Source extract:
=== Section Start ===

Can Hearing Loss Make You Sensitive to Loud Sounds?

A young woman by the window bothered by the loud construction work outside.

If you have a partner with neglected hearing loss, you know that getting their attention can be… a challenge. Their name is the first thing you try saying. “Greg”, you say, but you used a regular, inside volume level, so you get nothing. You try saying Greg’s name a bit louder and still nothing. So you resort to shouting.

And that’s when Greg spins around with absolutely no awareness of his comedic timing and says crossly, “what are you shouting for?”

It’s not just stubbornness and impatience that cause this situation. Hypersensitivity to loud sound is frequently reported in those with hearing loss. So it makes sense that Greg gets aggravated when you shout his name after he repeatedly fails to hear you when you talk to him at a normal volume.

Can hearing loss make loud sounds even worse?

Hearing loss can be a peculiar thing. Normally, hearing loss will cause your hearing to decline, particularly if it goes untreated. But every now and then, you’ll watch a Michael Bay movie, or be talking with someone, or be having dinner in a restaurant, and things will get really noisy. Uncomfortably loud. Maybe the movie suddenly gets really loud or somebody is shouting to get your attention.

And you’ll think: What’s causing this sensitivity to loud noise?

Which can also make you feel a little cranky, honestly. Many people will feel like they’re going crazy when they notice this. They have a hard time figuring out how loud things are. Imagine, all of your family, friends, and acquaintances seem to validate you’re losing your hearing, but you have this sudden sensitivity to loud sound. How can that be?

Auditory recruitment

A condition called auditory recruitment can cause these symptoms. Here’s how it works:

  • The inside of your ears are covered with tiny hairs known as stereocilia. When soundwaves enter into your ears, these hairs resonate and your brain translates that signal into sounds.
  • Age-related “sensorineural” hearing loss happens as these hairs deteriorate. Over time, these fragile hairs are permanently damaged by repeated exposure to loud sounds. Your hearing becomes duller as a result. The more damaged hairs you have, the less you can hear.
  • But this is not an evenly occurring process. There will be a combination of healthy and damaged hairs.
  • So when you hear a loud sound, the damaged hairs “recruit” the healthy hairs (thus the name of the condition) to send an alarmed message to your brain. So, suddenly, everything is very loud because all of your stereocilia are firing (just like they would with any other loud noise).

Think about it this way: everything is quiet except for the Michael Bay explosion. So the Michael Bay explosion is going to seem louder (and more obnoxious) than it otherwise would!

Sounds a lot like hyperacusis

You might think that these symptoms sound a little familiar. There is a condition called hyperacusis that has comparable symptoms and the two are frequently confused. When you first compare them, this confusion is easy to understand. Auditory recruitment is a condition where you have a sensitivity to loud noises, and hyperacusis is a condition where sounds very abruptly get loud.

But there are a few key differences:

  • While hyperacusis has no link to hearing loss, there is a direct connection between auditory recruitment and hearing loss.

=== Section End ===

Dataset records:

=== Section Start ===

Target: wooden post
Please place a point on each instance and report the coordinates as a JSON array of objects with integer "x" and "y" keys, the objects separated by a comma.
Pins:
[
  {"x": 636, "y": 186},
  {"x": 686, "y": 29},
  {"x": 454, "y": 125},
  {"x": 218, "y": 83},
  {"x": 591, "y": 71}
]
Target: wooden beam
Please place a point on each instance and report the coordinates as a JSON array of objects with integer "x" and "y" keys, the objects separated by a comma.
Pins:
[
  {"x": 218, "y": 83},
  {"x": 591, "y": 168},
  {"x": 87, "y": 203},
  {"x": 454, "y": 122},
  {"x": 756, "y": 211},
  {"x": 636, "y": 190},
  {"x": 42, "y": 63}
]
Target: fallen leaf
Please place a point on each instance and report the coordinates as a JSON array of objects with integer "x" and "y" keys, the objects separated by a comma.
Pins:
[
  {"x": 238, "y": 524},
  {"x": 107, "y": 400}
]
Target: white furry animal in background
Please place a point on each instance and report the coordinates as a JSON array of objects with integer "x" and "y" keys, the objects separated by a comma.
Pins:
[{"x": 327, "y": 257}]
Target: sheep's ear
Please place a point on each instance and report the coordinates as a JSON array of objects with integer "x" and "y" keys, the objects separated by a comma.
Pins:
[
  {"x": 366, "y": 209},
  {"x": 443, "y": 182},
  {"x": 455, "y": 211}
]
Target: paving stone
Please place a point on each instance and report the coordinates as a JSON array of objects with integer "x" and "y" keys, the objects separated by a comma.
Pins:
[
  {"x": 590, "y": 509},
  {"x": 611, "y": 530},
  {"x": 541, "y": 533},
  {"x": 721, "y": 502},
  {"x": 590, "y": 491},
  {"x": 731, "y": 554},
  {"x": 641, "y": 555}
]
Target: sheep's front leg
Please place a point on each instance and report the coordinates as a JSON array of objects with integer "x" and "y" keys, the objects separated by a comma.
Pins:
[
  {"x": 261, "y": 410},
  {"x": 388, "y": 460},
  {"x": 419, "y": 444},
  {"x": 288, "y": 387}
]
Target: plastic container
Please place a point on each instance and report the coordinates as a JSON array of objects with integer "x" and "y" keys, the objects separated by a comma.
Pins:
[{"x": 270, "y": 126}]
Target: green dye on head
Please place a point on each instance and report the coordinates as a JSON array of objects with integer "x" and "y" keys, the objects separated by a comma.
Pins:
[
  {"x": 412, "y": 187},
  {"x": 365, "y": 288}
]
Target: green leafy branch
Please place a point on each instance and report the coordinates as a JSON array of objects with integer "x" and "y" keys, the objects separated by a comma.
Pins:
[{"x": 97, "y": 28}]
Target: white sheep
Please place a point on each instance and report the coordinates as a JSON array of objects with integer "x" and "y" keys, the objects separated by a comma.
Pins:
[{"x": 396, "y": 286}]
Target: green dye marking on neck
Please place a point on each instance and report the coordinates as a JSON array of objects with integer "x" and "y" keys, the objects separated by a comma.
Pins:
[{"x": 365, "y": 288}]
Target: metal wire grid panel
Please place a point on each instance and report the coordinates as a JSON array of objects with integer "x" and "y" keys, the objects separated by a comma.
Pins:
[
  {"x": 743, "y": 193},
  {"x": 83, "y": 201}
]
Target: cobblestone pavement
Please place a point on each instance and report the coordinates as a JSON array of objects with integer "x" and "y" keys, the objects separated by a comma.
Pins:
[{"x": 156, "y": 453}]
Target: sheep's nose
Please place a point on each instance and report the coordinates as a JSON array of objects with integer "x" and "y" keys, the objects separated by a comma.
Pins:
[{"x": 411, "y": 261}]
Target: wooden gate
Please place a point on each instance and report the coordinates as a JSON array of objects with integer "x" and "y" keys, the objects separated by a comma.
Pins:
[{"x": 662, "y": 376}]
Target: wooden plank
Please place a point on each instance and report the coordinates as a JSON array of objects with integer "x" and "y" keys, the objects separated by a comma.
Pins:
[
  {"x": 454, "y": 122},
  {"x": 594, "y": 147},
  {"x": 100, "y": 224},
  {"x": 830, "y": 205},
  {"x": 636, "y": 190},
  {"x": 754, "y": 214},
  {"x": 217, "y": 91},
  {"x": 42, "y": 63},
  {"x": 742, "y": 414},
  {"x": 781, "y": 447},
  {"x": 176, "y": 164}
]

=== Section End ===

Problem requirements:
In the article on hearing loss and loud sounds, what name is given to the tiny hairs that cover the inside of the ears?

Your response:
Stereocilia.